[Exercise passage — start]

Wrapping and multi-line cells

Transaction descriptions often wrap (merchant name + location + reference). In a spreadsheet, wrapping is still one cell. In a PDF, a wrapped cell is usually multiple text fragments at different Y positions. Extractors must guess which fragments belong together.

Typical symptoms:

one transaction becomes two or three rows,
a continuation line loses its date/amount,
running balances detach from their rows.

Scans and weak OCR

If the page is an image, OCR must decide where characters and words are. Small OCR errors can have big consequences for financial data:

"0" vs "O" in account references,
decimal separators misread or dropped,
minus signs missed (turning debits into credits),
dates misread (01/07 vs 07/01 depending on locale).

If you must OCR, validate more aggressively and prefer later cleanup with a tool that can enforce a schema like Statement Converter.

Repeated headers and page breaks

Many statements repeat the header row on each page. A human knows it's a header. An extractor may treat it as a data row unless it detects patterns.

Page breaks can also split a single transaction across pages (especially with wrapped descriptions), which creates "phantom rows."

Signs your extraction is untrustworthy

Amounts appear in the description column or vice versa.
Dates suddenly change format mid-file.
Many rows have empty amounts or empty dates.
The same header line appears as a "transaction" multiple times.
Row count is far off from what you see in the PDF.

Practical fixes

Before extracting: quick prep

Identify whether it's scanned. If you can't reliably select and copy text, start with OCR.
Prefer the "transactions" export if available. Many banks offer a CSV or "download transactions" option separate from statements.
Focus on the table only. If you can crop or select a region, exclude logos, footers, and summary boxes.

During extraction: tools and tactics

Dedicated table extraction usually beats generic "PDF to Excel" conversion, because table tools are tuned for column inference and region selection.

Try a dedicated extractor like PDF Table Extractor and compare outputs.
Use region selection to isolate only the transaction table (avoid margins, page numbers, etc.).
If descriptions wrap, test a smaller range first (one page) and inspect whether wrapped lines are grouped correctly.
If the table has debit/credit columns, confirm the extractor doesn't merge them into one field.

After extraction: normalize and clean

Once you have "something" exported, the next goal is to enforce a consistent schema and remove junk rows.

Remove repeated headers and empty rows.
Normalize columns to a stable shape. For bank statements, the most reusable schema is typically: date, description, amount (or debit/credit), and optionally balance.
Standardize columns with Statement Converter so downstream tools receive consistent fields.
If you do cleanup in Excel, use careful import and cleaning practices; see cleaning bank statement data in Excel.

How to validate results

Sanity checks you can do fast

Spot-check 10 random rows: verify date, description, and amount align.
Scan for OCR artifacts: "O" vs "0", missing decimals, unexpected commas.
Sort by amount: unusually large or unusually tiny values can expose parsing issues.
Count rows: compare roughly to the number of transactions visible in the statement.

Reconciliation checks (when available)

If your statement includes opening and closing balance (or a running balance column), you can do stronger validation:

Verify the opening balance matches the first row's starting point (if shown).
Check that the closing balance matches the statement's ending balance.
Ensure debits reduce balance and credits increase it (sign errors are common).

When to stop and choose another format

Sometimes the best fix is not "try harder," but "change inputs." If you keep seeing shifted columns and broken rows after multiple attempts, look for an alternate export path:

Download transactions as CSV if your bank offers it.
Try a different PDF period (some months have different templates).
Ask the bank for a machine-readable export (even if it's hidden behind "Download").

If you want a broader understanding of file formats banks use, see common bank statement formats explained.

FAQ

Extraction is a game of "good enough + validation." The goal isn't to produce a pretty spreadsheet; it's to produce data you can trust for the workflow you're about to run.

[Exercise passage — finish]
[Source material — start]

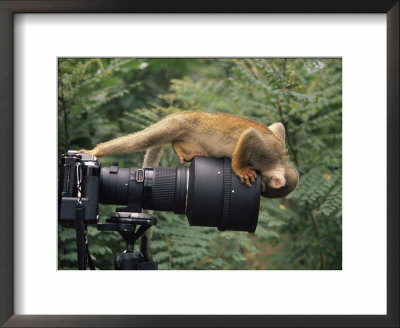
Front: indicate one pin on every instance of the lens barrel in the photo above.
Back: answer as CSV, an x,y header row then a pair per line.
x,y
217,197
208,192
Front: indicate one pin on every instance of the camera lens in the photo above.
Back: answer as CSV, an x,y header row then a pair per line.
x,y
217,197
208,192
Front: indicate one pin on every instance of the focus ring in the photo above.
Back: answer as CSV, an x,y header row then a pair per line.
x,y
227,190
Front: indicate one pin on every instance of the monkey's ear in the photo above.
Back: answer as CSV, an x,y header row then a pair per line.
x,y
279,129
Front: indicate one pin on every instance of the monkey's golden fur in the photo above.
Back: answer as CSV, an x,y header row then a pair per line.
x,y
251,146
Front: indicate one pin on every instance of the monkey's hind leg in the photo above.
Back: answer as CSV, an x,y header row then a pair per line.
x,y
185,152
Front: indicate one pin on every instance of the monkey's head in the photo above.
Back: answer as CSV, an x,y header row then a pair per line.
x,y
279,178
279,183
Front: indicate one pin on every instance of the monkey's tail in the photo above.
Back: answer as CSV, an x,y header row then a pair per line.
x,y
151,159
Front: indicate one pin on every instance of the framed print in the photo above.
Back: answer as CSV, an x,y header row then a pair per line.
x,y
49,46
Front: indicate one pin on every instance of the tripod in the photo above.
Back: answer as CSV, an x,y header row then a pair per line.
x,y
126,223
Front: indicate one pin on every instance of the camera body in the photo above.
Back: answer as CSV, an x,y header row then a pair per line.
x,y
79,182
207,191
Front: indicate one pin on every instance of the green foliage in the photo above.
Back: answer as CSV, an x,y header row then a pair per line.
x,y
100,99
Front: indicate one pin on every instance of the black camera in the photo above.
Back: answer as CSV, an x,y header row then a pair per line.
x,y
207,191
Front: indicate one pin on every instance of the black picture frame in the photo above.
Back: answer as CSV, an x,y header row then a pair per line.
x,y
11,7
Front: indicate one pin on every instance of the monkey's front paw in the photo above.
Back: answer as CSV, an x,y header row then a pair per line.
x,y
189,158
246,175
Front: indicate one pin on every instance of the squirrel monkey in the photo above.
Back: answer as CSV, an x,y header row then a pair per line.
x,y
252,146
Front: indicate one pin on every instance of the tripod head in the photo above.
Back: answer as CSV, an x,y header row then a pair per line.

[Source material — finish]

Parts of the exercise:
**1.** For each statement, say whether it agrees with the text on extracting bank statement tables from PDFs, and support each yes or no by quoting the deciding words of the text exactly. (a) In a PDF, a wrapped cell is usually a single text fragment. (b) A missed minus sign can turn a debit into a credit. (c) The goal of extraction is to produce a pretty spreadsheet.
**2.** Write out the part of the text on extracting bank statement tables from PDFs that starts at "Many rows have" and ends at "separate from statements.", copying it word for word.
You won't need the data.

Completed exercise:
**1.**
(a) No: "In a PDF, a wrapped cell is usually multiple text fragments at different Y positions."
(b) Yes: "minus signs missed (turning debits into credits)"
(c) No: "The goal isn't to produce a pretty spreadsheet; it's to produce data you can trust for the workflow you're about to run."

**2.**
Many rows have empty amounts or empty dates.
The same header line appears as a "transaction" multiple times.
Row count is far off from what you see in the PDF.

Practical fixes

Before extracting: quick prep

Identify whether it's scanned. If you can't reliably select and copy text, start with OCR.
Prefer the "transactions" export if available. Many banks offer a CSV or "download transactions" option separate from statements.